[Stored data entries]

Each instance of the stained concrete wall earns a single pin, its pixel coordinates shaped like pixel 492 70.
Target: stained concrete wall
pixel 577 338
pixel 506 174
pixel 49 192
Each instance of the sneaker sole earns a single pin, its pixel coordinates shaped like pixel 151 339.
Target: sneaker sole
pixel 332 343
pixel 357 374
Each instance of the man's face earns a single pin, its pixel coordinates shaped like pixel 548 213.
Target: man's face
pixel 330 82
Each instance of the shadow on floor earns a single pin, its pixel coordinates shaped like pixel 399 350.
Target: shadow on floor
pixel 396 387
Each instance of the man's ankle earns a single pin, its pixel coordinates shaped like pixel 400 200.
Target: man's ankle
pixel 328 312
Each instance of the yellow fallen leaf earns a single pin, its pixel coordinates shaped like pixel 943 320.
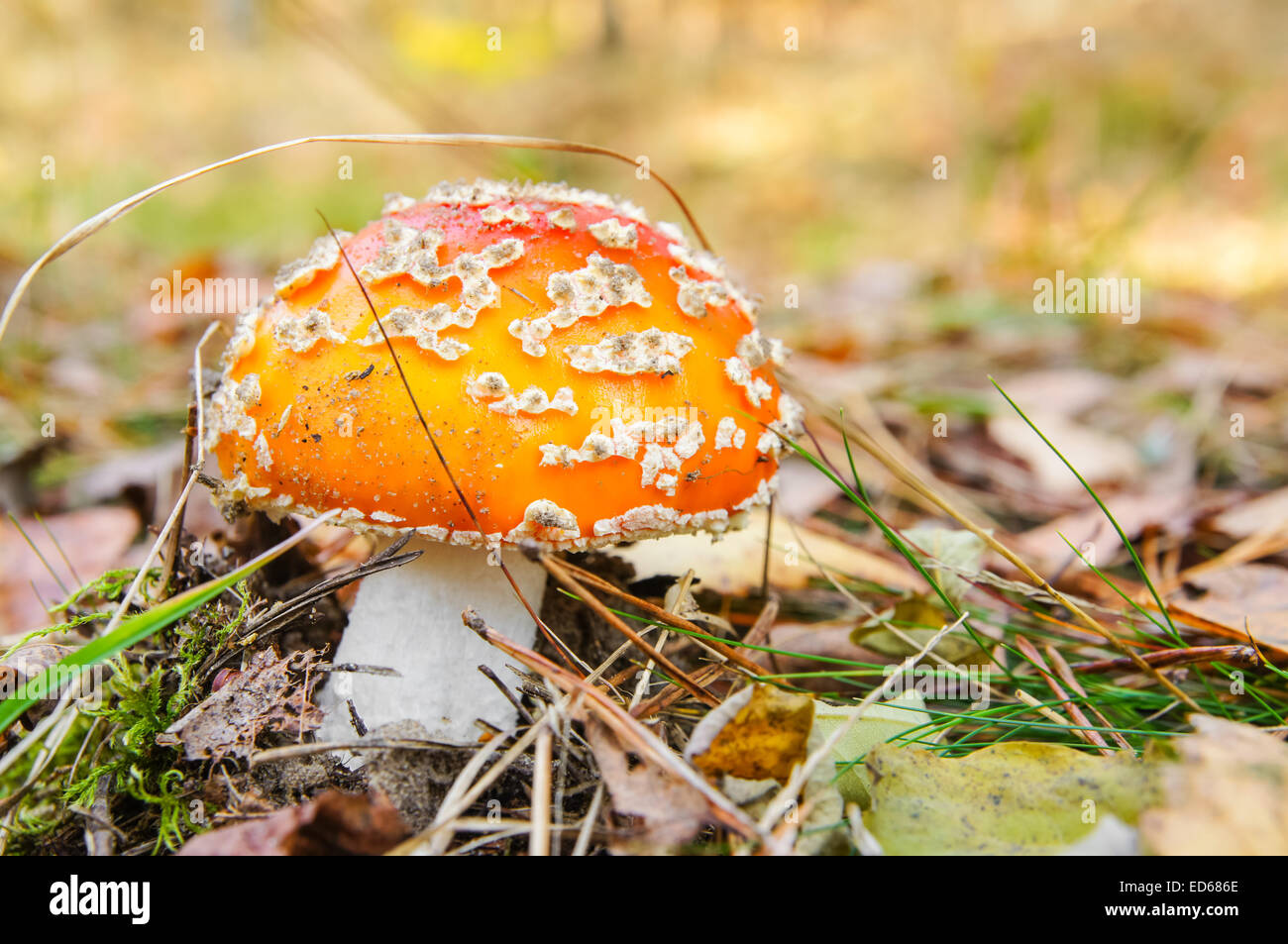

» Goal of the exercise
All preceding records should be duplicated verbatim, images excepted.

» Task result
Each instance of the stained concrete wall earns a single pin, its pixel coordinates shaped like pixel 492 70.
Target: stained concrete wall
pixel 577 338
pixel 506 174
pixel 49 192
Each instance of the sneaker sole earns a single pin, its pixel coordinates shaped like pixel 151 339.
Target: sneaker sole
pixel 332 343
pixel 357 374
Each instance of the man's face earns a single pin, its pixel coordinates shaped like pixel 548 213.
Target: man's face
pixel 330 82
Each instance of the shadow on floor earns a single pin, its pixel coordinates shaped like pixel 399 350.
Target: shadow on floor
pixel 396 387
Each instance of the man's ankle earns a single pin, its pixel coordinates shaped like pixel 400 200.
Target: man's ankle
pixel 328 312
Each instance of the yellow fallen leaf earns a single pin, its pixel coordinates shaped like pixel 943 320.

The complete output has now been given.